[Material for this exercise]
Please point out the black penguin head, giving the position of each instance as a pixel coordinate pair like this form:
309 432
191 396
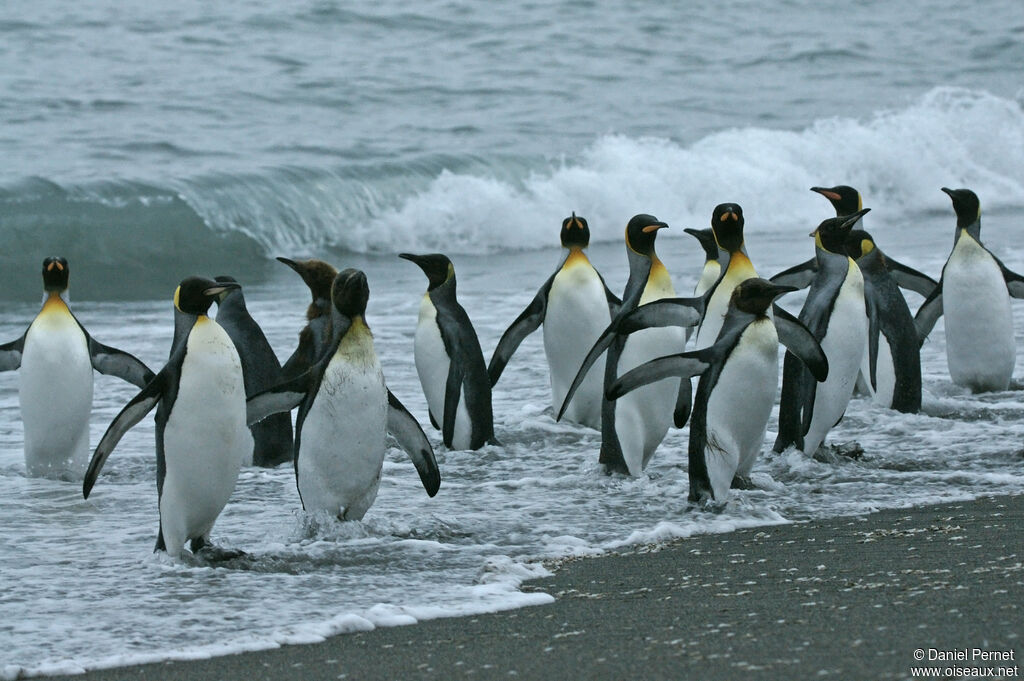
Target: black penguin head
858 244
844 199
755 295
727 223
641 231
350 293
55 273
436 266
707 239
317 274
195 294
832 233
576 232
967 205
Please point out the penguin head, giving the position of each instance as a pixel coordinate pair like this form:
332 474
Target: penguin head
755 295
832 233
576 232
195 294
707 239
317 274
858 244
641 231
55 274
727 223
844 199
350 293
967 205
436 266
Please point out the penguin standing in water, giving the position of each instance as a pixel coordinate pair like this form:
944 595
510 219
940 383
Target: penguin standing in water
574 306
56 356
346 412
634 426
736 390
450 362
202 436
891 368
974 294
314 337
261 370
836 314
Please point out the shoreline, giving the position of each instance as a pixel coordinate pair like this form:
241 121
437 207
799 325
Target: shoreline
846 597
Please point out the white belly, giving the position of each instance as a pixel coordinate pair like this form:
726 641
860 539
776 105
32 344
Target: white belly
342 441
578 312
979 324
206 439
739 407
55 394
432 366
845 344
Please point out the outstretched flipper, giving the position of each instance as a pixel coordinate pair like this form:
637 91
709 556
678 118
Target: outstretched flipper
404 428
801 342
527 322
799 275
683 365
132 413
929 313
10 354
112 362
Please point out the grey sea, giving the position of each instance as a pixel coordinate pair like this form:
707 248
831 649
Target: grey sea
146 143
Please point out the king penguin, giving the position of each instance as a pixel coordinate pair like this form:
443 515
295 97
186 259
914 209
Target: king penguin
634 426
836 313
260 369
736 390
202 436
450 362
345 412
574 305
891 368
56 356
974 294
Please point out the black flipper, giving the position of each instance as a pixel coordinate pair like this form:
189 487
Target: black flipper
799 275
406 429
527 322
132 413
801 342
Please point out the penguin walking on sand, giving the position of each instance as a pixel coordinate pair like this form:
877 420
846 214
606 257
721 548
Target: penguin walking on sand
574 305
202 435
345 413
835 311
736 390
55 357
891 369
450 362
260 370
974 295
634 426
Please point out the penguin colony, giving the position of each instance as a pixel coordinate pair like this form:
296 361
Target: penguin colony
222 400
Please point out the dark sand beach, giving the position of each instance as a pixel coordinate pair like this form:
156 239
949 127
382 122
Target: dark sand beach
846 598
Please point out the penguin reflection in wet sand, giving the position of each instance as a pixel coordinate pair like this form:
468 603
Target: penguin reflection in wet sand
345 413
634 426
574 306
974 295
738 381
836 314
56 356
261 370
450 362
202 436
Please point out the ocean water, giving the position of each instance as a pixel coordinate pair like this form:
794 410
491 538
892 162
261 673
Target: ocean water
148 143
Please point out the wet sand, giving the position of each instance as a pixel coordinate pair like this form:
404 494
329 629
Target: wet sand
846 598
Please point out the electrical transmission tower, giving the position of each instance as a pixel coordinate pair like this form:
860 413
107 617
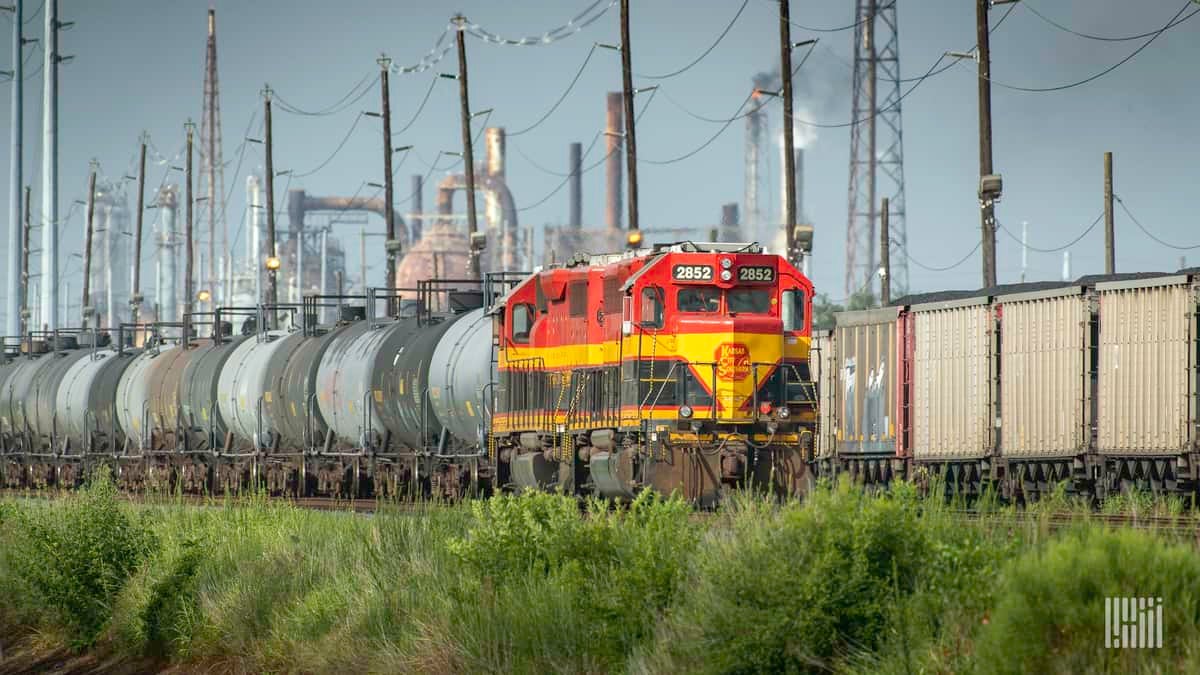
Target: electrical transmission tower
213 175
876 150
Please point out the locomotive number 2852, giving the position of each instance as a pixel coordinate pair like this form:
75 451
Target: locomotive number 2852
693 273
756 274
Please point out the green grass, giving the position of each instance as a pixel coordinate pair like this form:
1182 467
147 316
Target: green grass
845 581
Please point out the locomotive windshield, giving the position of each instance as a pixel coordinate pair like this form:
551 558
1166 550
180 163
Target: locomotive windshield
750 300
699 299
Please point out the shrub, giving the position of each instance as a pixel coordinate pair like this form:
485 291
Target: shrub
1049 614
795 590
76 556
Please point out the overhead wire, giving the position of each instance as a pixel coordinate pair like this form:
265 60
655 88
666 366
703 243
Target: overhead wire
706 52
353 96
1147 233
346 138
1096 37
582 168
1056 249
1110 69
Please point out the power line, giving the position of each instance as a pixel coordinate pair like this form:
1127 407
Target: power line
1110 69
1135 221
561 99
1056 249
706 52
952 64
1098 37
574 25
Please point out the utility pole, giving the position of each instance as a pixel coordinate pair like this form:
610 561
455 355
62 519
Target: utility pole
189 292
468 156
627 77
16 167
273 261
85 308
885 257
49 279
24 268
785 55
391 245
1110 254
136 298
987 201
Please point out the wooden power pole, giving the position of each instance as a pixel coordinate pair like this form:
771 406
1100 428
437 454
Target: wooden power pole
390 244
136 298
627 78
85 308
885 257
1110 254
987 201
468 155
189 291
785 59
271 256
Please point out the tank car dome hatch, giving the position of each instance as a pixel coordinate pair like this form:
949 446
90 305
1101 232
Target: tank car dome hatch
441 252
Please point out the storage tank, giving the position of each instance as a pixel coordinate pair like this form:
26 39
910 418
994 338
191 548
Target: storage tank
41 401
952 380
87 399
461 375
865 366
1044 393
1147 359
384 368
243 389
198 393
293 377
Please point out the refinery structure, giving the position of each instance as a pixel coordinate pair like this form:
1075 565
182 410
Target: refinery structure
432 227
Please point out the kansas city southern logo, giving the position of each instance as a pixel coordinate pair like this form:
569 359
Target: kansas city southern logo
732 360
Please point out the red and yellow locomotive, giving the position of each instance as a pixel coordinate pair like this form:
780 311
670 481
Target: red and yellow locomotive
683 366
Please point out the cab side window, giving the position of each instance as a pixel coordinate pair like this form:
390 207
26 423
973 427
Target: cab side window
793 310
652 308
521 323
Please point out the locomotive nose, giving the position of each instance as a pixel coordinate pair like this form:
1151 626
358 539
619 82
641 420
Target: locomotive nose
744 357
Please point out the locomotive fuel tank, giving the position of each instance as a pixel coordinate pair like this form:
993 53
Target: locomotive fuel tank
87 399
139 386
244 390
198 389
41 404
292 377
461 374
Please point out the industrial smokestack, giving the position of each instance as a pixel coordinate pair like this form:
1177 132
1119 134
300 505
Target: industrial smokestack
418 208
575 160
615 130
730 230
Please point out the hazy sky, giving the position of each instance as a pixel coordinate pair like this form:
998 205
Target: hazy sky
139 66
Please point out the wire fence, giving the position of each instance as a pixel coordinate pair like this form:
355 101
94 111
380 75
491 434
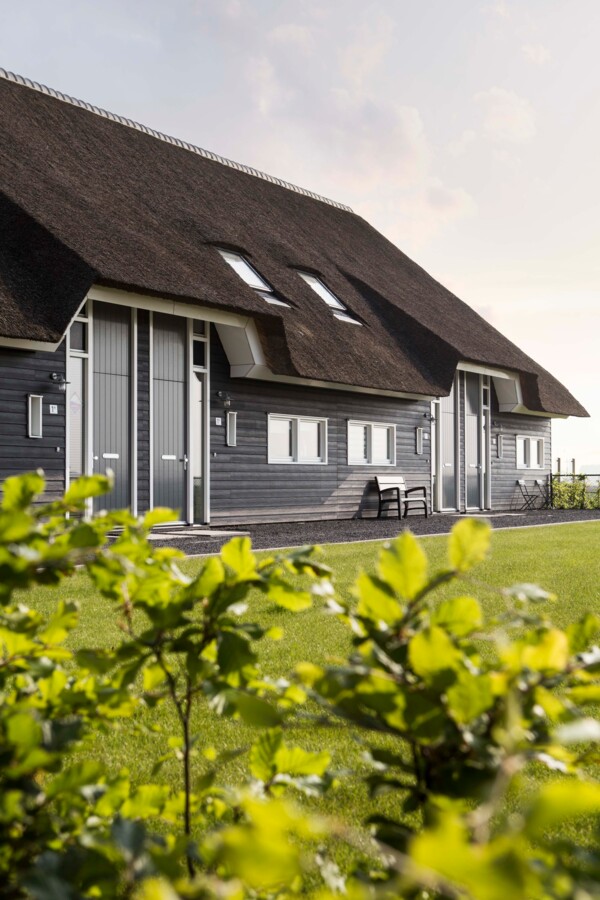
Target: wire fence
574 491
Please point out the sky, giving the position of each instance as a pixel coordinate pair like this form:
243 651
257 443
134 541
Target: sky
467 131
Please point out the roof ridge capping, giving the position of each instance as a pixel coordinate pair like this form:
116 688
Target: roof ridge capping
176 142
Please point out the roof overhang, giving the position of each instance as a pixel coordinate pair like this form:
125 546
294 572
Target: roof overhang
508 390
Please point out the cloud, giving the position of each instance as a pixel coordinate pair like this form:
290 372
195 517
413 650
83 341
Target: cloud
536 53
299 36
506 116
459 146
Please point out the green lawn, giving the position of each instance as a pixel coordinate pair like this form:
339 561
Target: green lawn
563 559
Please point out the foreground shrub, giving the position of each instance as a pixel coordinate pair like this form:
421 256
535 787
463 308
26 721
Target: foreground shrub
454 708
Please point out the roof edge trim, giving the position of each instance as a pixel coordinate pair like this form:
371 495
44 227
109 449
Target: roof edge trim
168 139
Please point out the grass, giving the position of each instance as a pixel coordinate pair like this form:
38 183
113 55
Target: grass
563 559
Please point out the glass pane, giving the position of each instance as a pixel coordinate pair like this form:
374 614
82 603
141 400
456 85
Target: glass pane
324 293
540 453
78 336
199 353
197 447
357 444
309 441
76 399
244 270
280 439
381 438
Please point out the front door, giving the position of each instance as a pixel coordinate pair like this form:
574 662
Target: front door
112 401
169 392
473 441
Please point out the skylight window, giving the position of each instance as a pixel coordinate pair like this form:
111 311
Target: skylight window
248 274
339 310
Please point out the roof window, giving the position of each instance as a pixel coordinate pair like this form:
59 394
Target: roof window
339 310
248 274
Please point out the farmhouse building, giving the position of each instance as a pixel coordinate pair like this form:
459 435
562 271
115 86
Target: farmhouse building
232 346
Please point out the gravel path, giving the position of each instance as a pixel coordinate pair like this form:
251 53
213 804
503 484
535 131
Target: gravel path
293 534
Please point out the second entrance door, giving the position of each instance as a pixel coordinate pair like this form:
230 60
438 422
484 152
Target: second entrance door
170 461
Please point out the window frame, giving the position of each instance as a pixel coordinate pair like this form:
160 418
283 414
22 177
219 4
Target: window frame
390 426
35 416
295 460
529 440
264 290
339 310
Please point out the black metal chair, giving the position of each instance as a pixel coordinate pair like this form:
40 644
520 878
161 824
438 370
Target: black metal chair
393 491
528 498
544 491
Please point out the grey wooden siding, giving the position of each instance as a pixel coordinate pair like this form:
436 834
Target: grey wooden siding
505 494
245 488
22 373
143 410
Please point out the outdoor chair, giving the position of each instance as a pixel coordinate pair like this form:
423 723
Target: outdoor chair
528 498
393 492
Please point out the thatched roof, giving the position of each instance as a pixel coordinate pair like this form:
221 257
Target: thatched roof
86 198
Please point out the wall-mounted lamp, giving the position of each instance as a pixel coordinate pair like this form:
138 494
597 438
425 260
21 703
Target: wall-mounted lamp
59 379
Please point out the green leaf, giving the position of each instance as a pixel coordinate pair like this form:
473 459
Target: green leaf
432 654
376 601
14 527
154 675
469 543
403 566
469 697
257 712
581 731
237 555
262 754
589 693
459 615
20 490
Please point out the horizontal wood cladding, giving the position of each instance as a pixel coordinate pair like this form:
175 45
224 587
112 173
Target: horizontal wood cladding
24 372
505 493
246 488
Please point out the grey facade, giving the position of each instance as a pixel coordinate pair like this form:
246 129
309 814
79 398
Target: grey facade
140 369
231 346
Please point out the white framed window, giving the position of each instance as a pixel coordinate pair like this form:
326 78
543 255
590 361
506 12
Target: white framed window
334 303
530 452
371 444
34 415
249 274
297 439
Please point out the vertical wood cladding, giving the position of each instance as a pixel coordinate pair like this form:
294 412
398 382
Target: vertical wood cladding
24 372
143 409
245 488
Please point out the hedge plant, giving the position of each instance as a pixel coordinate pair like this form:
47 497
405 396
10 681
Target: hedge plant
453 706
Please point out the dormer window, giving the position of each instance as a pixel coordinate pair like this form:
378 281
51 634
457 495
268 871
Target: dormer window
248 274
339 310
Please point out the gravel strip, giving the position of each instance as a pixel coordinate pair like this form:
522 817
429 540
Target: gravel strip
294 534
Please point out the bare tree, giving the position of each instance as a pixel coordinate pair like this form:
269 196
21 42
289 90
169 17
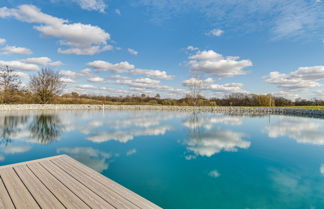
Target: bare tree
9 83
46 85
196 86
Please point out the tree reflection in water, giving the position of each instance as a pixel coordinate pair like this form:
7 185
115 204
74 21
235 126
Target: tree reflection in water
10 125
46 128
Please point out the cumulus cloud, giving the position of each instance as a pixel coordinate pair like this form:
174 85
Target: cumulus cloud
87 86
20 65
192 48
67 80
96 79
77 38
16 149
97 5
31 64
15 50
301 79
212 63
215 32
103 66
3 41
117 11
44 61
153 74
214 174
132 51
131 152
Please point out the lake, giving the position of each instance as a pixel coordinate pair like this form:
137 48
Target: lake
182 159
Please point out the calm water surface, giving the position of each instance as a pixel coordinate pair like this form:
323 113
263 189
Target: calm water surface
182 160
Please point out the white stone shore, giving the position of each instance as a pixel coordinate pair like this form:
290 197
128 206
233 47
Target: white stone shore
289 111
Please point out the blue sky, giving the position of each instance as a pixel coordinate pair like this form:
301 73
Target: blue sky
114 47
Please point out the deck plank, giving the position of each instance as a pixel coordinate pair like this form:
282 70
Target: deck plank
[/Material for this exercise]
Description of the task → Begin at the line containing "Target: white stone shore" and reproduce every line through the last one in the records above, exactly.

Exercise solution →
Target: white stone shore
289 111
Please point out the blue sky, giving the position of each instance as a pixel coordinate pair like this form:
301 73
Target: blue sky
114 47
Please point out the deck plank, giving the position of each instance as a pixel coordinate pair like this form:
282 70
Target: deck plank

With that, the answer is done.